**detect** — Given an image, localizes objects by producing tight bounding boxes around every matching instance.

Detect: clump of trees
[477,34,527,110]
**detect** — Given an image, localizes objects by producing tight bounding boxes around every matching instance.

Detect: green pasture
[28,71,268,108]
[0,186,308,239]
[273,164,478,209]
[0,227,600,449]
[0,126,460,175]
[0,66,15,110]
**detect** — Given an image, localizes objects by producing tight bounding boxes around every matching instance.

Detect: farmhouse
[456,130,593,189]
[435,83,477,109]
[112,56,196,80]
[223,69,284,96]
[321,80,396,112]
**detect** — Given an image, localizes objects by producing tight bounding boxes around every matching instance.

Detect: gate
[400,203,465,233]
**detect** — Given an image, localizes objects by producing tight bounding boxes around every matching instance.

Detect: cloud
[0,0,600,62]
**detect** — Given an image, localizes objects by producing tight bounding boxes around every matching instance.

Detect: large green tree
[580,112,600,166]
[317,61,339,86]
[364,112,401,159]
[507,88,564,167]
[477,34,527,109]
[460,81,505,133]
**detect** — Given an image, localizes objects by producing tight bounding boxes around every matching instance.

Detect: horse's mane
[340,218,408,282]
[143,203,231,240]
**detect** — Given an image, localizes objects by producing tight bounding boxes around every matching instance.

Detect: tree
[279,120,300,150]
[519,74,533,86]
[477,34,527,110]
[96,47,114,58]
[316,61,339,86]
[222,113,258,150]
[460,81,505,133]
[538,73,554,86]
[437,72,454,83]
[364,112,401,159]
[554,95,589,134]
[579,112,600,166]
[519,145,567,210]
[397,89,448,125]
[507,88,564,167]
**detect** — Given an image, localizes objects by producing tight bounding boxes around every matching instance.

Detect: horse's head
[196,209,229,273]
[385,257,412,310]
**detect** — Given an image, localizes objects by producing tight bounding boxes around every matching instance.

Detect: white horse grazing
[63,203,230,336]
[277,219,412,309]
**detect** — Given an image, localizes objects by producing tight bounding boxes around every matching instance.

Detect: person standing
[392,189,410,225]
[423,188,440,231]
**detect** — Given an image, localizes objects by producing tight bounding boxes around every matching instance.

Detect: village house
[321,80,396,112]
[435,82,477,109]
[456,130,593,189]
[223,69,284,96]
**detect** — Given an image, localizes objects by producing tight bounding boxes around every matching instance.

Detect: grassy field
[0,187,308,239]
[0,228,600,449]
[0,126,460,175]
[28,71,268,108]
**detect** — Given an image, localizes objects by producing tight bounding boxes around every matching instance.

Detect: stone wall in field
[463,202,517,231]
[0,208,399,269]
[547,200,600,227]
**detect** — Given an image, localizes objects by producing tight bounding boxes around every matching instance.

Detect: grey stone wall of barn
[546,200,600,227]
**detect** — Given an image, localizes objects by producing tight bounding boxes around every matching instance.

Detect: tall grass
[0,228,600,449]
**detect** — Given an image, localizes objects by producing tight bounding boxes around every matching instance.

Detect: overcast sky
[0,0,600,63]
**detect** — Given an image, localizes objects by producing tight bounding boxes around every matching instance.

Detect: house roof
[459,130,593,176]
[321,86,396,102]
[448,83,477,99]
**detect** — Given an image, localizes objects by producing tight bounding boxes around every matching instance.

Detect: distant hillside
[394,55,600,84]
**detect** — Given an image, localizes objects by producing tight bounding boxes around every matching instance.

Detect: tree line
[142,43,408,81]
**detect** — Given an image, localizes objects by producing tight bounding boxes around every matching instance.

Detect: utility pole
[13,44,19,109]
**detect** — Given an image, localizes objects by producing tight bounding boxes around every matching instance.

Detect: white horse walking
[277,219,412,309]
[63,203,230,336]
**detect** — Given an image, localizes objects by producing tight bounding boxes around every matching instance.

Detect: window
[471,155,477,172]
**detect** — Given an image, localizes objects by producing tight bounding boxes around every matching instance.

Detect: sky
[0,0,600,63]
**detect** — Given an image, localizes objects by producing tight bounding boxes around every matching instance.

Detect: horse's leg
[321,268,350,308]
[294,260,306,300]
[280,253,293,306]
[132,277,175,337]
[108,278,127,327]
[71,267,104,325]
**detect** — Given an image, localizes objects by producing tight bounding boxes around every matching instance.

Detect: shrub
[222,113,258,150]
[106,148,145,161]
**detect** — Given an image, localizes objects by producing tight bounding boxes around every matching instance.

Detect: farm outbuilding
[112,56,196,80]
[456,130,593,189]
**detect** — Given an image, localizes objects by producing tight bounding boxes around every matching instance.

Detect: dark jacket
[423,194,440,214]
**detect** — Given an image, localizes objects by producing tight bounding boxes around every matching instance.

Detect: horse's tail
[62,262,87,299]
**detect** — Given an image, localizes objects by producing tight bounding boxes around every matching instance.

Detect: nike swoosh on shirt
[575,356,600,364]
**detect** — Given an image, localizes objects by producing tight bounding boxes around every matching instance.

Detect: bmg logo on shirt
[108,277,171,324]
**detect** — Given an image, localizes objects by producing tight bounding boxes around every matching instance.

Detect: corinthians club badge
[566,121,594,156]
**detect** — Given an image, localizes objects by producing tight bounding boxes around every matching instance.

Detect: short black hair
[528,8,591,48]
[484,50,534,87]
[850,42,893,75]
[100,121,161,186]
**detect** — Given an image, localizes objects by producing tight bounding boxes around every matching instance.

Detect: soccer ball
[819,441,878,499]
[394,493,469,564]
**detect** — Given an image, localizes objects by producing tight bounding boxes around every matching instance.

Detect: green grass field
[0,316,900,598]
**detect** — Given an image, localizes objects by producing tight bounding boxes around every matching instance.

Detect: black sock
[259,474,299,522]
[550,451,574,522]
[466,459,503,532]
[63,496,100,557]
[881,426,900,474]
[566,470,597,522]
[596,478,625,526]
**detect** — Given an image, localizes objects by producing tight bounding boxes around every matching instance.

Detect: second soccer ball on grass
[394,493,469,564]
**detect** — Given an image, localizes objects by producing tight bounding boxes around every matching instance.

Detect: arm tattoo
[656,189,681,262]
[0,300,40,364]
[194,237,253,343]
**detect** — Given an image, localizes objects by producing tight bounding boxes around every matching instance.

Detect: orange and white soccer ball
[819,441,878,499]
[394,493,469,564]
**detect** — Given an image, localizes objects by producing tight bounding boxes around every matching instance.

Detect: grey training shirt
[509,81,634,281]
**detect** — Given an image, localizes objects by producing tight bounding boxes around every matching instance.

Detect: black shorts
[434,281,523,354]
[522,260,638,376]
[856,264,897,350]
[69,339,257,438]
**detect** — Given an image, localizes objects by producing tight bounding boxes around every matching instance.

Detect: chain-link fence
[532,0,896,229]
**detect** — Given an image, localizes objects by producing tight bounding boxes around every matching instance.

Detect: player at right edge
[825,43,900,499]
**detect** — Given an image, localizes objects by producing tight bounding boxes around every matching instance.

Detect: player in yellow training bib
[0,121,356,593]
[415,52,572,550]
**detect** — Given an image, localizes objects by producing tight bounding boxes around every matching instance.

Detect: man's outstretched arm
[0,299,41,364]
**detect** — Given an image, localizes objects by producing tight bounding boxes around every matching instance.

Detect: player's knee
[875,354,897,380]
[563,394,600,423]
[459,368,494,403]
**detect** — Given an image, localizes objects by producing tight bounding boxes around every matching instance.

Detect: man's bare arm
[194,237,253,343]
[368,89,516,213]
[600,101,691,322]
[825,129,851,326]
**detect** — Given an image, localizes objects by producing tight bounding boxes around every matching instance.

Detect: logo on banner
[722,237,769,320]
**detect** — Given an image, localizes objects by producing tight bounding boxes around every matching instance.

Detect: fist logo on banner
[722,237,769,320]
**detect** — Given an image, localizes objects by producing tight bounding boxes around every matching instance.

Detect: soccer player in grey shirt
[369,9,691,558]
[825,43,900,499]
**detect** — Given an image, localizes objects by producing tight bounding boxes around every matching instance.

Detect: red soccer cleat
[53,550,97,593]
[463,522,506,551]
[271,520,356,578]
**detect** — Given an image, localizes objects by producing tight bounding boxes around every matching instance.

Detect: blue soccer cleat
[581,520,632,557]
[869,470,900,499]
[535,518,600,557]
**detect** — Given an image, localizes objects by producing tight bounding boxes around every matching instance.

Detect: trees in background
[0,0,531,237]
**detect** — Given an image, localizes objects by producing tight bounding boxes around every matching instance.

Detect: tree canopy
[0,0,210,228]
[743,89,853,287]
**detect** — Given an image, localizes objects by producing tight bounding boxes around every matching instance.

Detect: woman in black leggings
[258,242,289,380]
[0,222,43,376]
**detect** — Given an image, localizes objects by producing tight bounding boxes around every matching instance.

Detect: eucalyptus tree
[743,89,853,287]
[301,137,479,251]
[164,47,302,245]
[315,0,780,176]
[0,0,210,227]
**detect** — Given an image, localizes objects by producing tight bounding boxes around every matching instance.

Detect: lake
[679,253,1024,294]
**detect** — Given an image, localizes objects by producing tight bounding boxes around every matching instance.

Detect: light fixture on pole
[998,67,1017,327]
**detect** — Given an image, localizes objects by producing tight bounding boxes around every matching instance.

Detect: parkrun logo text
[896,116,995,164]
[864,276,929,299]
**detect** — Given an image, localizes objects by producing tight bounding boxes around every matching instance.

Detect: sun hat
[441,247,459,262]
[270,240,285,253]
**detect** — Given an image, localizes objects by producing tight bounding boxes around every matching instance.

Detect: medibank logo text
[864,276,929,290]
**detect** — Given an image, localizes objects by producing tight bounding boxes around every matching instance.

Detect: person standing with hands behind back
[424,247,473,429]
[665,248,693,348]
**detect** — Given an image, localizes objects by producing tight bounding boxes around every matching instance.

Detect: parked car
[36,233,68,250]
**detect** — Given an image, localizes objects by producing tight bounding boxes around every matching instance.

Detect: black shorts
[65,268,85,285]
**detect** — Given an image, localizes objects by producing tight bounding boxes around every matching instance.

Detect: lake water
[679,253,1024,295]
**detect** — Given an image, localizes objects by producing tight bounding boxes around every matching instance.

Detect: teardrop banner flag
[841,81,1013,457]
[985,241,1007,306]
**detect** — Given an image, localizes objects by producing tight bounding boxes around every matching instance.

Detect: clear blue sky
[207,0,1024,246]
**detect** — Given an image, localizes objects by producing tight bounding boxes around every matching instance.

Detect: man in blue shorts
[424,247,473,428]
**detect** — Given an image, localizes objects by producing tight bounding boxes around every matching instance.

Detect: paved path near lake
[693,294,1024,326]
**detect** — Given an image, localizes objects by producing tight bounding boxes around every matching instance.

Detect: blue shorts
========================================
_The task_
Please report every line of the data above that contains the word "grey".

_Exercise answer_
Detect: grey stone wall of barn
Detect: grey training shirt
Detect: soccer player in grey shirt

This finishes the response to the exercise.